Bihar Legislative Assembly
- In office 1995–2000
- Constituency: Arwal Assembly constituency
- In office 2015–2020
- Constituency: Arwal Assembly constituency

Personal details
- Born: 07-01-1953 Hichhan Bigha
- Party: Rashtriya Janata Dal
- Parent: Late Hardayal Singh (Father)
- Occupation: Politics

= Ravindra Singh Kushwaha =

Former legislator from Bihar, India

Ravindra Singh also known as Ravindra Singh Kushwaha is an Indian politician based in Bihar, who was elected to Bihar Legislative Assembly twice from Arwal Assembly constituency. Singh was a member of Janata Dal and later became a member of Rashtriya Janata Dal. He is considered as one of the close accomplice of former Bihar Chief Minister, Lalu Prasad Yadav. Singh hails from communist background and before joining politics, he was a member of armed naxalite organisations active in the Bihar's red corridor.

==Life==
Singh was born to Hardayal Singh and spent later part of his life in Patna at his residence near Jagdeo Path. He is a member of Kushwaha (Koeri) caste of Bihar. Before moving to Patna, he was an active Maoist. Singh was born in a prosperous farmer family, which owned 4.32 acre land in Aurangabad district of Bihar, besides residential land in Aurangabad. He took part in insurgencies conducted by several naxal organisations active in the state of Bihar, against the landlords. In the course of violence between the landlords and the naxal foot soldiers, he had to remain underground for 13 to 14 years to escape imprisonment. During this period, his house was raided 135 times and his ancestral property was attached by the police. He was discovered by Lalu Prasad Yadav in 1990s and all the cases pending against him were dropped in a supervision report, after Yadav assumed the premiership of the state. In 1994, District police gave him clean chit in all the cases lodged against him. In his election affidavit submitted to Election Commission of India, he admitted ownership of weapons, which included a revolver and a rifle.

Work instruction 1
Using the text about Ravindra Singh Kushwaha, say whether each statement agrees with it, answering yes or no and quoting the deciding words: (a) He stayed underground for about ten years. (b) Police raided his house 135 times. (c) His family owned land in Aurangabad district.
Work instruction 2
Carry on the text about Ravindra Singh Kushwaha from where it stops.
The lines that come after this text are from another source.

Record excerpts
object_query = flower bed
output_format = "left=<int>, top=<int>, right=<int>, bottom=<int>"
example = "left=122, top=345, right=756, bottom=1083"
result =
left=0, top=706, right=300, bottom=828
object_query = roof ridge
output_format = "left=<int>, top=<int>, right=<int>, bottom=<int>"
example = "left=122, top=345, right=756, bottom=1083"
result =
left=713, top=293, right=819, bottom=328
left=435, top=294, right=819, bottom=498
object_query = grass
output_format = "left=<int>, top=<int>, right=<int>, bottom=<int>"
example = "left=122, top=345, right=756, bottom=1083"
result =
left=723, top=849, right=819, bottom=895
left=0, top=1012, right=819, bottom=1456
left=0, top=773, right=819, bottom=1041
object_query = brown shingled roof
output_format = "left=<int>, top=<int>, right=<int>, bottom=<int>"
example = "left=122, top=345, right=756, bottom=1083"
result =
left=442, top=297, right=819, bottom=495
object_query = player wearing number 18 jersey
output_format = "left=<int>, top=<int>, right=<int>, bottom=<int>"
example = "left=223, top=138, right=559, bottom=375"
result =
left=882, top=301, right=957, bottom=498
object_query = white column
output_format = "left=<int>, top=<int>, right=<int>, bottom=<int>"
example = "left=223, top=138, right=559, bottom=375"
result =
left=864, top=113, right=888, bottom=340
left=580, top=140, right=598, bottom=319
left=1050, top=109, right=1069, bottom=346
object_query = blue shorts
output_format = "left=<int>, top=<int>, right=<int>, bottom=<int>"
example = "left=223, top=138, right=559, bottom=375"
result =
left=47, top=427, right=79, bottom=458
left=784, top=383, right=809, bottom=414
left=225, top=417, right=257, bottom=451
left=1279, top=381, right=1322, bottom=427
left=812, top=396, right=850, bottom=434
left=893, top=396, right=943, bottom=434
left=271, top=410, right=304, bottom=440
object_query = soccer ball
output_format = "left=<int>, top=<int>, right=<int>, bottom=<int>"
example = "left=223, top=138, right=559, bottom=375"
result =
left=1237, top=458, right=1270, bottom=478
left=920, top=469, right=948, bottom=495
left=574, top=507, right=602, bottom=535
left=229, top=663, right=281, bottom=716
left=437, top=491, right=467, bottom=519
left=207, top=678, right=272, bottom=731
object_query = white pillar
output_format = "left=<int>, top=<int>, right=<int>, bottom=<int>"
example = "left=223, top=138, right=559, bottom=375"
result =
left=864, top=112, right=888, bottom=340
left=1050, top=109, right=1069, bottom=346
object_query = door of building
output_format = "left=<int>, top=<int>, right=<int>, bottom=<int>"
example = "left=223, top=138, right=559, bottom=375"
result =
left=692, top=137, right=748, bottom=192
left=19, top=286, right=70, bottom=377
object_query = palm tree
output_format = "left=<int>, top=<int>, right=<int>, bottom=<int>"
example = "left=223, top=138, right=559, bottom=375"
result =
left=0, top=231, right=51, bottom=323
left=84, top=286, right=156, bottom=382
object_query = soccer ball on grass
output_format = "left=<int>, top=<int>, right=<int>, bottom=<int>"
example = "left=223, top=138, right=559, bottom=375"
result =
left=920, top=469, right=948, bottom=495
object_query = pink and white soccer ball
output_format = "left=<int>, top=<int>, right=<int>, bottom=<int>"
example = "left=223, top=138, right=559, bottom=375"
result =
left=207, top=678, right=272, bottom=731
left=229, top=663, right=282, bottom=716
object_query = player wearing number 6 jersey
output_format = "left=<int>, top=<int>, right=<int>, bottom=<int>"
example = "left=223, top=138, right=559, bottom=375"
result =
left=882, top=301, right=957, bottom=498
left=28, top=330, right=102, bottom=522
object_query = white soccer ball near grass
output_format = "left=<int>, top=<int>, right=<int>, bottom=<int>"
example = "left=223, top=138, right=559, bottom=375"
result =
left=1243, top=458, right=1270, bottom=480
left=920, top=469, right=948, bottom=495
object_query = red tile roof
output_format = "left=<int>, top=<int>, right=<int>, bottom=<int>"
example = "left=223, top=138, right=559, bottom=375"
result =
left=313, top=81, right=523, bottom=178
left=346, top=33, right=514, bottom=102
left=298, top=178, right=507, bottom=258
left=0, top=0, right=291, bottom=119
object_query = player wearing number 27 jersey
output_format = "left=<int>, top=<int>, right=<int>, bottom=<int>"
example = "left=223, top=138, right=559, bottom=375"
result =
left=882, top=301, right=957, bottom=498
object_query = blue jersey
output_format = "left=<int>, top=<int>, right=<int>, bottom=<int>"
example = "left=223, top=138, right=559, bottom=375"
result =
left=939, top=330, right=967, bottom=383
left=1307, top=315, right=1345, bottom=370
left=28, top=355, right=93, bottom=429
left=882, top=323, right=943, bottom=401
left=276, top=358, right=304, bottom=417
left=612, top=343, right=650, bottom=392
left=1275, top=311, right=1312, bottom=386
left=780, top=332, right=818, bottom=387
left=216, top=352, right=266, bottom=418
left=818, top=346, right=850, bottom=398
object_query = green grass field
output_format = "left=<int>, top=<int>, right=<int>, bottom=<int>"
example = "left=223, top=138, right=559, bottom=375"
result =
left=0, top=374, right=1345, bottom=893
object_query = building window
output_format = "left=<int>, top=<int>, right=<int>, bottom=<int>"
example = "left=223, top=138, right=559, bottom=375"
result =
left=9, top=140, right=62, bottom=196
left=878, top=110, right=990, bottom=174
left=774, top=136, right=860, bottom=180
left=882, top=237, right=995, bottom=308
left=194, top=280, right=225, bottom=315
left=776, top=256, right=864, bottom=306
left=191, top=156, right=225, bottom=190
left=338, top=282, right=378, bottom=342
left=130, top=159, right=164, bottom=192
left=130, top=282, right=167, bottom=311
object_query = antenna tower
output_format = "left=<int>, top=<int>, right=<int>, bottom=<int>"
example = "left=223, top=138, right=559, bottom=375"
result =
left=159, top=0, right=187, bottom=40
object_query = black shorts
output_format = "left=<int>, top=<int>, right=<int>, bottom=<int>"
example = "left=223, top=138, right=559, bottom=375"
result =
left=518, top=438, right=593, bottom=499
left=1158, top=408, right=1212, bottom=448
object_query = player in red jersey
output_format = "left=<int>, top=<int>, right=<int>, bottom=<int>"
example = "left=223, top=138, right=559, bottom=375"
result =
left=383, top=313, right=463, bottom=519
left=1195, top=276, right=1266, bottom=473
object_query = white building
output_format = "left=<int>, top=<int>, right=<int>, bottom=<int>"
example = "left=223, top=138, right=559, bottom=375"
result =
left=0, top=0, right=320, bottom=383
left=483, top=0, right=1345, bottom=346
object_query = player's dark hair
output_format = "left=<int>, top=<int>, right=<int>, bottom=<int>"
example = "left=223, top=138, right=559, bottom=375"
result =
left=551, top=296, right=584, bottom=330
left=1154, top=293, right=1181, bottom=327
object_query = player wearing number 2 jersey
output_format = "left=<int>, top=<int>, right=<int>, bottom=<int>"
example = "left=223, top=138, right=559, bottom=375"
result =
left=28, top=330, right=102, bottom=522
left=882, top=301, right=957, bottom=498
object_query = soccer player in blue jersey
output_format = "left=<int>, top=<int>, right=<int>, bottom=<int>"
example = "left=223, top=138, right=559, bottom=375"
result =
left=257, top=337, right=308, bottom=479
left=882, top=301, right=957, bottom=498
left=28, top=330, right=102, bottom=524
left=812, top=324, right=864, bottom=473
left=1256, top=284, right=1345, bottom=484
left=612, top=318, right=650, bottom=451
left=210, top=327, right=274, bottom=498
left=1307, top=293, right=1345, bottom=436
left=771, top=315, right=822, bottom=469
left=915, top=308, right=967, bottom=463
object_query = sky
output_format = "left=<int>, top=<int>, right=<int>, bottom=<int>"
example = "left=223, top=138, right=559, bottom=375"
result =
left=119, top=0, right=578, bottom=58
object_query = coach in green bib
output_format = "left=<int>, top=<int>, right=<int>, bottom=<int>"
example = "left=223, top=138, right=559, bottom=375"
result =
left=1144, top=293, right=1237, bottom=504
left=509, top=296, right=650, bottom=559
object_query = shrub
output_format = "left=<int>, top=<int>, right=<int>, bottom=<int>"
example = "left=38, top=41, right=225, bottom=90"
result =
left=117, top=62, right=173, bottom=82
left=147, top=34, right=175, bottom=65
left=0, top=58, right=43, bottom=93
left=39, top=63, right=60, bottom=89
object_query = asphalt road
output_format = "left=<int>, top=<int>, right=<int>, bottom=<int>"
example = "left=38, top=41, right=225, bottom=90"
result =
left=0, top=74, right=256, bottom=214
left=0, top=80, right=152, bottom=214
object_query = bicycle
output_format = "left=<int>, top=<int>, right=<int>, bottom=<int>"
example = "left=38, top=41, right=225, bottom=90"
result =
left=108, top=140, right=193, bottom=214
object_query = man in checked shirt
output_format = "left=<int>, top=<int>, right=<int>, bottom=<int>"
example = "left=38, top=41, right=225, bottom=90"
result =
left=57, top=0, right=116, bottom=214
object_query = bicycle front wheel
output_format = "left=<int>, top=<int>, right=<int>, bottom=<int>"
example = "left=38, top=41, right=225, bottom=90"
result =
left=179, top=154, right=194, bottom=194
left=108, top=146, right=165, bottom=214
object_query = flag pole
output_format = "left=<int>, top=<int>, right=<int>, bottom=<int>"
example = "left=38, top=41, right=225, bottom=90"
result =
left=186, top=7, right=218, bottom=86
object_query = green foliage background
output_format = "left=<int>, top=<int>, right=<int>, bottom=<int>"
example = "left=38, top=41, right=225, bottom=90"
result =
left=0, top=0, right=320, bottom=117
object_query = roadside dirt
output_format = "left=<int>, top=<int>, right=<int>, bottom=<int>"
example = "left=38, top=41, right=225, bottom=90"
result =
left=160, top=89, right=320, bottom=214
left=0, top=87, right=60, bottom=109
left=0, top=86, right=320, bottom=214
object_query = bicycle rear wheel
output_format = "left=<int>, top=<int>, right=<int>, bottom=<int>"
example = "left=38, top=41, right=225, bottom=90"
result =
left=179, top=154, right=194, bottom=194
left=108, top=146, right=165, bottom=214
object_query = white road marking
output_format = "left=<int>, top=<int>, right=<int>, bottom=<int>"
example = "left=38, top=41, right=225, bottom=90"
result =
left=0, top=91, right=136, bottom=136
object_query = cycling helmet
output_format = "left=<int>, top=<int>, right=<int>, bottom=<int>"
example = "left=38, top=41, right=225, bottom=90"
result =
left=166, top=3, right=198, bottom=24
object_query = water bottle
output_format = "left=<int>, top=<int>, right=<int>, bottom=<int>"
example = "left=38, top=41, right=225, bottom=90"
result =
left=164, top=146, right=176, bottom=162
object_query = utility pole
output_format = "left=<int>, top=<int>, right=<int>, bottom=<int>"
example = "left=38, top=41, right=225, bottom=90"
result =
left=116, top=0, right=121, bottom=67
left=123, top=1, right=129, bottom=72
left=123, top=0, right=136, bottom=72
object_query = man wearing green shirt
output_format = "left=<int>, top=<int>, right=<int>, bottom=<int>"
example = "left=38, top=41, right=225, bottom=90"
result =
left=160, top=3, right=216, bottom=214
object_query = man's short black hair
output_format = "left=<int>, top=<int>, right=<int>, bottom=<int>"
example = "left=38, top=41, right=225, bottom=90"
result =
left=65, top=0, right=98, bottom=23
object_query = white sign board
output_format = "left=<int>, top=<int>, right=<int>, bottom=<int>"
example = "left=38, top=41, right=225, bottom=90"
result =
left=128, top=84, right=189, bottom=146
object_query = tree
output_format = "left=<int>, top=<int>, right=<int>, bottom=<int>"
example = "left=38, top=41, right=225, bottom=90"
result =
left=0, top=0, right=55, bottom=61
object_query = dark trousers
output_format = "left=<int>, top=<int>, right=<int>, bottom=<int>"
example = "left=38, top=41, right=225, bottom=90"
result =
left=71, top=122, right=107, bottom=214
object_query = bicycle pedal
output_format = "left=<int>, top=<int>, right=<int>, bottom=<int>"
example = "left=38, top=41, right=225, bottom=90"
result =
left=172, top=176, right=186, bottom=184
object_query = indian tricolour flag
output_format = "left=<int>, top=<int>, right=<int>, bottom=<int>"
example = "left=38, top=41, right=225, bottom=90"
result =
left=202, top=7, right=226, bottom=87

Task response 1
(a) No: "he had to remain underground for 13 to 14 years to escape imprisonment"
(b) Yes: "his house was raided 135 times"
(c) Yes: "owned 4.32 acre land in Aurangabad district of Bihar"

Task response 2
He married Usha Saran, with whom he had two sons, Gaurav and Shashikant Prabhakar. Singh was brought into politics by Lalu Prasad Yadav, who first made him a candidate of Janata Dal in 1995 from Arwal Assembly constituency.

In 2015, he was again made a candidate of Rashtriya Janata Dal from Arwal constituency and he defeated Chitranjan Kumar of Bharatiya Janata Party. He got 55,295 votes in this election, with Kumar and CPI-ML candidate Mahanand Singh finishing in second and third spot respectively.

In 2023, his younger son Gaurav alias Diwakar was shot dead near Hichhan Bigha village in Aurangabad district of Bihar. Gaurav owned a poultry farm in the village and used to reside at his ancestral village. Gaurav had contested Bihar Assembly elections in 2020 as an independent candidate from Arwal constituency.